In the early years, UH researchers focused on identifying new crops to create an economic base, as well as fostering Hawaii’s agriculture industries. Crop experiments included rubber, rice, coffee, cassava, taro, cotton, poultry and others. Germplasm was collected from around the world and tested in Hawaii’s climatic conditions, which are the most diverse in the world. Hawaii also has the most diverse soils in the world, with over 160 types.


Discovering the island locations that crops were best adapted to was important to giving crops the chance to show their true potential. Fascinating stories of this work can be found in “Hawaii’s Crop Parade” and old, digitized editions of the Extension Bulletins.


Decades of breeding documented in “Stationed to Serve” and “Crop Improvement in Hawai’i: Past, Present, and Future” resulted in varieties that are still offered today by the UH Seed Lab. This booklet was compiled by Jim Brewbaker — one of the last of Hawaii’s great plant breeders — and recalls a time when Hawaii was a global center of breeding for the tropics and sub-tropics.

But as breeders have retired, they have not been replaced, and their life work, funded by us, the taxpayers, has too often been thrown out or left to slowly die in poor storage conditions except when wisely deposited in USDA seed collections, shared with colleagues or picked up by seed savers.


Newly arrived diseases as well as disease mutations have rendered once-reliable varieties unable to overcome these diseases, so we are forced to seek out and identify new resistant varieties from across the globe.


A host of fungal diseases — varying by location across the state — plague vegetable crops especially under wet, humid conditions, so growing varieties with resistance to many diseases is the key to success.


Seed Is At The Root Of Everything


Among the many vegetable crops once refined through UH and distributed through its Seed Lab were lettuce, pole beans, soybeans, snow peas, tomatoes, peppers, eggplant and others. These seeds were bred to withstand the diseases and weather mood swings we face each season — swings that are predicted to become more severe.


Now that crop and seed research at UH has slowed, few new varieties are being offered to the public. We need to keep ahead of the curve and continue to create varieties better adapted to Hawaii conditions.

**DATASET EXTRACT:**
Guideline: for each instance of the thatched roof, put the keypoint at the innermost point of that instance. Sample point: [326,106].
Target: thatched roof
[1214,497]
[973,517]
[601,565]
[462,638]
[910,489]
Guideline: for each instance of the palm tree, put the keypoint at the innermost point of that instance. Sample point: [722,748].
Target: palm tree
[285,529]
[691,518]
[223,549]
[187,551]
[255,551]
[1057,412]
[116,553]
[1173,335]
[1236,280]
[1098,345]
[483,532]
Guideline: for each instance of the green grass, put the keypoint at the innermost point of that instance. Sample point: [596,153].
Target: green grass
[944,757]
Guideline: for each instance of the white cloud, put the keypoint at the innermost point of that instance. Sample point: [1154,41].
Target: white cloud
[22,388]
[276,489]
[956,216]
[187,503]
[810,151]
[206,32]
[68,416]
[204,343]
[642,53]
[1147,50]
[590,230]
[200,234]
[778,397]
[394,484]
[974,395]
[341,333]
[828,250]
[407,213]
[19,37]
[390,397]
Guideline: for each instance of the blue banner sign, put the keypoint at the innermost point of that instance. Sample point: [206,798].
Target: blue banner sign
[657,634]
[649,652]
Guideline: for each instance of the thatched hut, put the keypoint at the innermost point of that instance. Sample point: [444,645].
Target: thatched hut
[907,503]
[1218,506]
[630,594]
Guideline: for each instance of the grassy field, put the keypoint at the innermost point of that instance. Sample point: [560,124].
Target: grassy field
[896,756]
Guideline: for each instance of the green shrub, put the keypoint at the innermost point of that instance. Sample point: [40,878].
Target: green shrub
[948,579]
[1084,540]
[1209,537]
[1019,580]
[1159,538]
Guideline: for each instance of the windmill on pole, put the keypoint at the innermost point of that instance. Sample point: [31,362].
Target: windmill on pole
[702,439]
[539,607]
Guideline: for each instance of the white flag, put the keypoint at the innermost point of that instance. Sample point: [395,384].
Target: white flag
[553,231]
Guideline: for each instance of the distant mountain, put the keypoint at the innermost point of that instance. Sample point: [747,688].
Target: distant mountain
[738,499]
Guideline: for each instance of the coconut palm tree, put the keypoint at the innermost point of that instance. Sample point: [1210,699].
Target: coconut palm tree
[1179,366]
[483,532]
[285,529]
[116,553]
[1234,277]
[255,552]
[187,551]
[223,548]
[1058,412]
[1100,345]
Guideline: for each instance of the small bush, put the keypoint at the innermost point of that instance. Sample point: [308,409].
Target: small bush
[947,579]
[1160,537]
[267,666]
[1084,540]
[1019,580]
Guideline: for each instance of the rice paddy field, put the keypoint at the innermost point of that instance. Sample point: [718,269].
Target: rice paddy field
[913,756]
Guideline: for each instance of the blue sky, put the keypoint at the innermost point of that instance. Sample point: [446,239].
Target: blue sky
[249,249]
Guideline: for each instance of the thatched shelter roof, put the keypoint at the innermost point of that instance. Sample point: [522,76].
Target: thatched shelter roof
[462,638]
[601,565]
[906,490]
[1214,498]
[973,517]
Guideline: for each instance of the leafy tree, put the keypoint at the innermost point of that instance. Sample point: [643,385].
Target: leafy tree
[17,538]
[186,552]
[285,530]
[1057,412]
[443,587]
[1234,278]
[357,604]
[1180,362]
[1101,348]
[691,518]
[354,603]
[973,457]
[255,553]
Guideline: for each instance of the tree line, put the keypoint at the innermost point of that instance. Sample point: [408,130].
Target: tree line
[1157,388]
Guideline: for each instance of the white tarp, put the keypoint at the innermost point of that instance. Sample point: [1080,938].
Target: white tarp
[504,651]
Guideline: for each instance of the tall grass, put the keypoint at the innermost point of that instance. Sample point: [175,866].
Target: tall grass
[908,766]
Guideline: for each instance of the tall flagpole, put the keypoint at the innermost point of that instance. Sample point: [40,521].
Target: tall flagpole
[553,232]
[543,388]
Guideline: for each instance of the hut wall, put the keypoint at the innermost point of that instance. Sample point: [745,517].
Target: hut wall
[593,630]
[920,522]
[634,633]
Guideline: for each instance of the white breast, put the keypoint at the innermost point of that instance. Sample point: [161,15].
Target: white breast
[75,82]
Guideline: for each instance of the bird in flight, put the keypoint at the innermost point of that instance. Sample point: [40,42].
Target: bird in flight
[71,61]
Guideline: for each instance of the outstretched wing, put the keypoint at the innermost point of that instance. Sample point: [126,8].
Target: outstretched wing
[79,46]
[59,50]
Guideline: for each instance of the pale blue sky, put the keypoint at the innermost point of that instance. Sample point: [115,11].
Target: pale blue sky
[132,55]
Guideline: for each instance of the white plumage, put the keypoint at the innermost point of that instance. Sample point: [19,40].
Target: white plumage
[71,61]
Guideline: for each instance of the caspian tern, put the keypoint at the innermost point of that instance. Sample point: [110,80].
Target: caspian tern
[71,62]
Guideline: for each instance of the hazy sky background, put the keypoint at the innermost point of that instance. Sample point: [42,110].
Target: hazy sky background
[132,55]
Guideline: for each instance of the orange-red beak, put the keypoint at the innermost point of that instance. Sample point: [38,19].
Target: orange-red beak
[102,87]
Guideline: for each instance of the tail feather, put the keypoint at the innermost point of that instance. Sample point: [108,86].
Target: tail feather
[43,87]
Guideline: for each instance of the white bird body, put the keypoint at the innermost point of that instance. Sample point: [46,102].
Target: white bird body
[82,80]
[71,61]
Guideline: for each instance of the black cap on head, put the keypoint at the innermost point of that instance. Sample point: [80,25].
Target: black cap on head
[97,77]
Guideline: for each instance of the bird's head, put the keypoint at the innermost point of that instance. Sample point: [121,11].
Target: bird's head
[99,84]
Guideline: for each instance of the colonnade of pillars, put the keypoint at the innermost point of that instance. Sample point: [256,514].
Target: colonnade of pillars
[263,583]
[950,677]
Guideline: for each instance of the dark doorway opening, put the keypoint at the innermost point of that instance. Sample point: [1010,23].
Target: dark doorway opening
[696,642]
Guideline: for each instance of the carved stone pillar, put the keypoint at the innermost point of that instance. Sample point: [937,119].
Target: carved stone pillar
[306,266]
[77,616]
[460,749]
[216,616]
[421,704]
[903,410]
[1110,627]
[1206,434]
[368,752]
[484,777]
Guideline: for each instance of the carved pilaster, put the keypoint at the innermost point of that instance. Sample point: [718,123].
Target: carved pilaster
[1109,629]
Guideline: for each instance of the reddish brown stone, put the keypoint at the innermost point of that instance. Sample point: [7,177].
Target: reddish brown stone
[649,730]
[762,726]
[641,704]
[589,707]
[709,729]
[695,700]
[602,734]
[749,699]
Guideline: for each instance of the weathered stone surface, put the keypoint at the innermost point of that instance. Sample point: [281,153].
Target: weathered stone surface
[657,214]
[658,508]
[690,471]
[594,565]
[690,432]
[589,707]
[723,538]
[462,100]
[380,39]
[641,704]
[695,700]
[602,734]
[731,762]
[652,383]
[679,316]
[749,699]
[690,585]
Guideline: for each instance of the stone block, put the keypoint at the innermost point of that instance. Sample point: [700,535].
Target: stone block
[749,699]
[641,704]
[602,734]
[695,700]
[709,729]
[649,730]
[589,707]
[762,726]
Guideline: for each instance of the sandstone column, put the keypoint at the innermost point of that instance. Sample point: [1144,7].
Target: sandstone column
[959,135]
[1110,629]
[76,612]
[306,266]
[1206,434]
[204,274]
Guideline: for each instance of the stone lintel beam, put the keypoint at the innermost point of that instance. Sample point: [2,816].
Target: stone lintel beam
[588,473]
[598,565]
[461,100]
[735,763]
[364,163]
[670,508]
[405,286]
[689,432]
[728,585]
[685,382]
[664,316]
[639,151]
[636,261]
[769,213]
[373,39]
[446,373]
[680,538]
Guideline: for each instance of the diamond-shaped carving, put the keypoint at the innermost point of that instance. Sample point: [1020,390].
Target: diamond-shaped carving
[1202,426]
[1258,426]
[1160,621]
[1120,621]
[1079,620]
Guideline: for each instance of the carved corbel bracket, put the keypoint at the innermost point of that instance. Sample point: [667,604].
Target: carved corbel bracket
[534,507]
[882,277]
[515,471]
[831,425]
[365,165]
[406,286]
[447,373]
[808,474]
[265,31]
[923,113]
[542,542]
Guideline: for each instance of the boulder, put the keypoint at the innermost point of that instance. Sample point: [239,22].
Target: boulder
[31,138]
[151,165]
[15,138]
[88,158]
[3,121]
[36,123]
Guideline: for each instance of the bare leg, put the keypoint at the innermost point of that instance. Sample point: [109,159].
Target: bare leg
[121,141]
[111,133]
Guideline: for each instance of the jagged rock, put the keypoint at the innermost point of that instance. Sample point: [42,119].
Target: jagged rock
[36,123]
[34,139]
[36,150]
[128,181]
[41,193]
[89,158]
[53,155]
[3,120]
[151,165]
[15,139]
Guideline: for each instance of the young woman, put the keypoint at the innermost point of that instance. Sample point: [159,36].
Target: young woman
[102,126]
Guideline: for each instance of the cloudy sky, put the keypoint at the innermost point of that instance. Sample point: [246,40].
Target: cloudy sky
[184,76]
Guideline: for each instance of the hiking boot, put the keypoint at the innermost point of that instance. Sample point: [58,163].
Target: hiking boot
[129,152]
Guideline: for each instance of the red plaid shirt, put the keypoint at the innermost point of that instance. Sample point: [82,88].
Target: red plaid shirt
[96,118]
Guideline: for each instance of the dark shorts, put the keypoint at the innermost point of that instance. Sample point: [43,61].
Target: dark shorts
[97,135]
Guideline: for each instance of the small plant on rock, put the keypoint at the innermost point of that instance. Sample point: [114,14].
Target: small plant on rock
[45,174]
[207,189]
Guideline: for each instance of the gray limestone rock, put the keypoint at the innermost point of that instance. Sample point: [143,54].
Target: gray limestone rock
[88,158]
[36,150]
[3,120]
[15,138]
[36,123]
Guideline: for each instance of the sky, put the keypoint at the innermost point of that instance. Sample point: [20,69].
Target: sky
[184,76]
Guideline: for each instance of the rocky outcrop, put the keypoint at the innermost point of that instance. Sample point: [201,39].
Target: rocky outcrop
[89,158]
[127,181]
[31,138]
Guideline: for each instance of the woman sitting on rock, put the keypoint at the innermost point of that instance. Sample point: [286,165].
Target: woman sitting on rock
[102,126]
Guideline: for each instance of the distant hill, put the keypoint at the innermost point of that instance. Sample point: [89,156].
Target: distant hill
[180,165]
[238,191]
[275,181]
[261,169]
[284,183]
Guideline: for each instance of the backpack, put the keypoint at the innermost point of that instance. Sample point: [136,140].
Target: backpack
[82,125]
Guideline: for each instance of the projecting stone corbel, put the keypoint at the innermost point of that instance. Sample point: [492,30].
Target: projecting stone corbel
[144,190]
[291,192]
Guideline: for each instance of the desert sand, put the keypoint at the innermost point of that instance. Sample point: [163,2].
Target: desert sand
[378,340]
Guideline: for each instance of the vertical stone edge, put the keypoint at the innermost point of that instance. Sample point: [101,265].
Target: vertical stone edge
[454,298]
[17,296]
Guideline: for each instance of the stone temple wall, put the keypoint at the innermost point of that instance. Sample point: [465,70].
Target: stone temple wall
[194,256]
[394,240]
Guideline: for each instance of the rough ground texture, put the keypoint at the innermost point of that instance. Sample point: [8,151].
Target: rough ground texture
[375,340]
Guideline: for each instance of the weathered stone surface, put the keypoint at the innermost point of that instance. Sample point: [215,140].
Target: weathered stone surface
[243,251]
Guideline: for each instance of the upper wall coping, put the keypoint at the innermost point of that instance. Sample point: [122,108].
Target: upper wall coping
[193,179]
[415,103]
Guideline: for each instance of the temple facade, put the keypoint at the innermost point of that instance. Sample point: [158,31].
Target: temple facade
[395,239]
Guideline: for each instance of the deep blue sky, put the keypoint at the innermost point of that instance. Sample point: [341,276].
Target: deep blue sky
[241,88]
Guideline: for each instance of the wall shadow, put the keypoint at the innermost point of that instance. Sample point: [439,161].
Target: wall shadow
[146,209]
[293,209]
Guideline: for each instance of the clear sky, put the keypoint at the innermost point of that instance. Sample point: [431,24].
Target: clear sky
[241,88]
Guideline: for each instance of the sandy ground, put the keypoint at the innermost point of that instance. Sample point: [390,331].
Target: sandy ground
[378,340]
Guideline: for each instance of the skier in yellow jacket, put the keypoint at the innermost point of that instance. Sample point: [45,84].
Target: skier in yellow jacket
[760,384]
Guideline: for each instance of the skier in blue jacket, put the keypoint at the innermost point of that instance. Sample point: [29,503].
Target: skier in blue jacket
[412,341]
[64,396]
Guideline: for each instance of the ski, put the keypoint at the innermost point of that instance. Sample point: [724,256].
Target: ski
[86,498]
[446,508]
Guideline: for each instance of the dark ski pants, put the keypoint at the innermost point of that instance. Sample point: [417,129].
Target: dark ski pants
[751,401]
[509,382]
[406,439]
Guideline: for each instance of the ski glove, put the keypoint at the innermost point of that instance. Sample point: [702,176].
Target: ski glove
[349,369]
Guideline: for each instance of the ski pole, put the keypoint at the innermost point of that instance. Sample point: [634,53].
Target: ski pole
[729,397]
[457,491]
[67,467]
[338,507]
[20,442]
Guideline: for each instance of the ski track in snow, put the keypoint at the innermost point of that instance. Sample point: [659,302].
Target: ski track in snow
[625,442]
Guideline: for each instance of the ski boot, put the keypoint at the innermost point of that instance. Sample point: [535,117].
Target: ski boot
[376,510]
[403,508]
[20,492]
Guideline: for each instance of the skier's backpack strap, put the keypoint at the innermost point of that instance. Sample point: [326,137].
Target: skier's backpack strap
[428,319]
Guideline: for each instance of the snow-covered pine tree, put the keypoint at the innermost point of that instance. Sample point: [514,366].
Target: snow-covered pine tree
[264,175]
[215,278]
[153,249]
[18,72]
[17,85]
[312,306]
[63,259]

**WHAT THIS TASK INVOLVES:** From the text above on crop and seed research in Hawaii, print the part starting at "Newly arrived diseases" and ending at "become more severe.".

**SOLUTION:**
Newly arrived diseases as well as disease mutations have rendered once-reliable varieties unable to overcome these diseases, so we are forced to seek out and identify new resistant varieties from across the globe.


A host of fungal diseases — varying by location across the state — plague vegetable crops especially under wet, humid conditions, so growing varieties with resistance to many diseases is the key to success.


Seed Is At The Root Of Everything


Among the many vegetable crops once refined through UH and distributed through its Seed Lab were lettuce, pole beans, soybeans, snow peas, tomatoes, peppers, eggplant and others. These seeds were bred to withstand the diseases and weather mood swings we face each season — swings that are predicted to become more severe.